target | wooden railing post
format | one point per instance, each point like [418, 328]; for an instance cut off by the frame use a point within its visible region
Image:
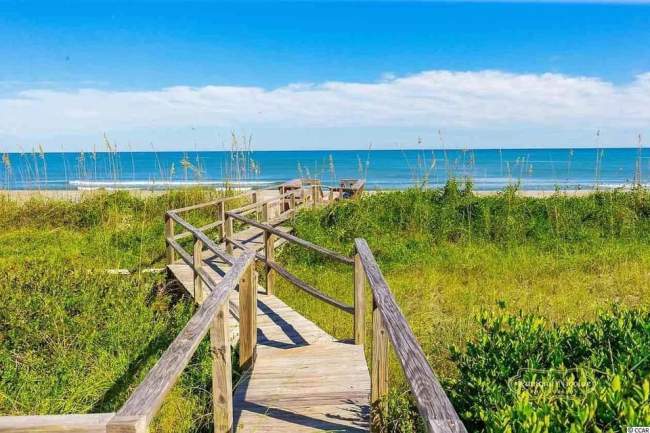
[359, 301]
[221, 216]
[227, 228]
[292, 201]
[221, 371]
[247, 317]
[269, 253]
[169, 233]
[314, 195]
[257, 208]
[198, 263]
[379, 368]
[265, 212]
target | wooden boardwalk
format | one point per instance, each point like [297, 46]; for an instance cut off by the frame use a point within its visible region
[303, 380]
[296, 378]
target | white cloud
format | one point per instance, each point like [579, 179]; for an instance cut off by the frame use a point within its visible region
[431, 99]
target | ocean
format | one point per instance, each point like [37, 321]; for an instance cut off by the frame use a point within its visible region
[493, 169]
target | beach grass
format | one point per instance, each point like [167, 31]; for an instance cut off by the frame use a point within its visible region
[448, 255]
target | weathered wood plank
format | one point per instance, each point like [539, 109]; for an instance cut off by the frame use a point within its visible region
[359, 302]
[149, 395]
[247, 317]
[296, 240]
[433, 404]
[87, 423]
[379, 368]
[308, 288]
[221, 371]
[269, 255]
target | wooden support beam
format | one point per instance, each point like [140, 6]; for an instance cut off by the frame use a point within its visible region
[292, 201]
[221, 372]
[169, 234]
[379, 368]
[269, 253]
[247, 318]
[359, 302]
[86, 423]
[227, 227]
[265, 213]
[221, 216]
[197, 265]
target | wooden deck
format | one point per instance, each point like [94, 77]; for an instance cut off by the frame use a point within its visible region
[302, 380]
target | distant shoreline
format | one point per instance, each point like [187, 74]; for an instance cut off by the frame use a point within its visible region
[76, 195]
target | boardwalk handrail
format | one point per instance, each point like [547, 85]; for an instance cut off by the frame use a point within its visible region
[138, 411]
[149, 395]
[433, 404]
[293, 239]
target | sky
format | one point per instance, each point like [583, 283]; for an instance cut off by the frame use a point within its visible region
[168, 75]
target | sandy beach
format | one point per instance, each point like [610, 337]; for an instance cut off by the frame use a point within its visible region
[76, 195]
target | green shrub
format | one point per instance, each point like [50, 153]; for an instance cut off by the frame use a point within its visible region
[522, 374]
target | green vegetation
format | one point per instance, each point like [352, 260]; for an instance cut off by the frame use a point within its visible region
[530, 310]
[523, 375]
[450, 256]
[76, 339]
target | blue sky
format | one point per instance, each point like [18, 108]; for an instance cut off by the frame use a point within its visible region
[278, 61]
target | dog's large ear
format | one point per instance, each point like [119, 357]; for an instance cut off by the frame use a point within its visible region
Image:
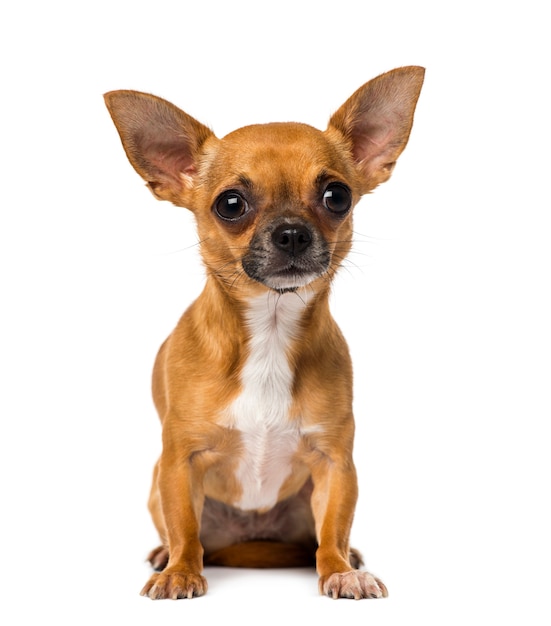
[161, 141]
[376, 121]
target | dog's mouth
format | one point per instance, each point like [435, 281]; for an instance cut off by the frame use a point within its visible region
[287, 279]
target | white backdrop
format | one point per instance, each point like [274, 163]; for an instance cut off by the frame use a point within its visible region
[445, 301]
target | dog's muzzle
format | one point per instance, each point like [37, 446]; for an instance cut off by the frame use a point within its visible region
[287, 256]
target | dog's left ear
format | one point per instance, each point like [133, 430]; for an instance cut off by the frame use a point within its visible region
[376, 122]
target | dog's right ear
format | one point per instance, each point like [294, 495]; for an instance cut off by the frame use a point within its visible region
[161, 142]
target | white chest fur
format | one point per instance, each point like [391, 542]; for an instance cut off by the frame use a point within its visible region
[260, 412]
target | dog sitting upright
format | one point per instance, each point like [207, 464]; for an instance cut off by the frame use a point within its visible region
[254, 385]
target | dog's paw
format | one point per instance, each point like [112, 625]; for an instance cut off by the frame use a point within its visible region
[353, 584]
[158, 558]
[174, 585]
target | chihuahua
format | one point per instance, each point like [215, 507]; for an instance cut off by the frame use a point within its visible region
[254, 385]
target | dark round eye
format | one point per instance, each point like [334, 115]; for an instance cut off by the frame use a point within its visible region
[337, 198]
[231, 206]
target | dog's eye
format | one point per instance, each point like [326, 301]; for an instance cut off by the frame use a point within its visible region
[337, 198]
[231, 206]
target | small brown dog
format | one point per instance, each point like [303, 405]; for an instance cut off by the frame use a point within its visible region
[254, 385]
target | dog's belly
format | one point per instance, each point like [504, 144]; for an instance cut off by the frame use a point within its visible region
[290, 520]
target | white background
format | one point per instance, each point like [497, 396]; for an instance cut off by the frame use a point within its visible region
[445, 301]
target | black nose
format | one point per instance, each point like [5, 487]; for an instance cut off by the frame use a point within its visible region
[292, 238]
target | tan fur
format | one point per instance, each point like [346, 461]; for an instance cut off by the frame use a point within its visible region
[283, 172]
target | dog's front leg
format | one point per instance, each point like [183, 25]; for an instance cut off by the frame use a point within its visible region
[333, 503]
[181, 493]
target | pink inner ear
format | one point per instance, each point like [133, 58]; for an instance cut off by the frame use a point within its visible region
[371, 142]
[171, 160]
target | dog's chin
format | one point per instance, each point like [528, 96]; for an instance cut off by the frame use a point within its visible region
[286, 281]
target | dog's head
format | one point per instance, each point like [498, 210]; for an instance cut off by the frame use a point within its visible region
[273, 202]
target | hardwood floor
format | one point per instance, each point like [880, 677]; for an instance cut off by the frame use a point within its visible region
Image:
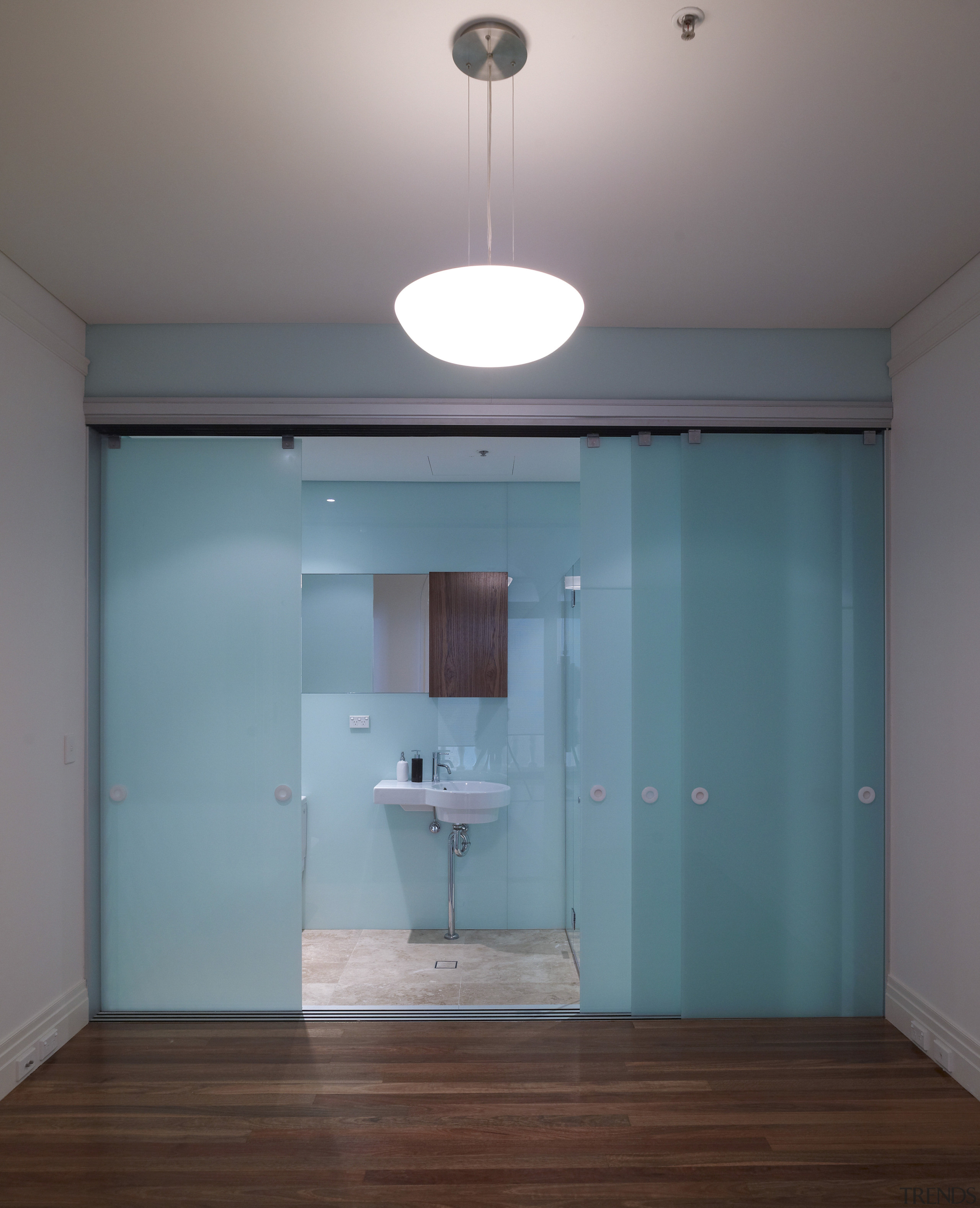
[580, 1113]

What is being asked ->
Report the number of lines in the entries above that include the string "wooden". Give nothing but the number.

Your solution ->
4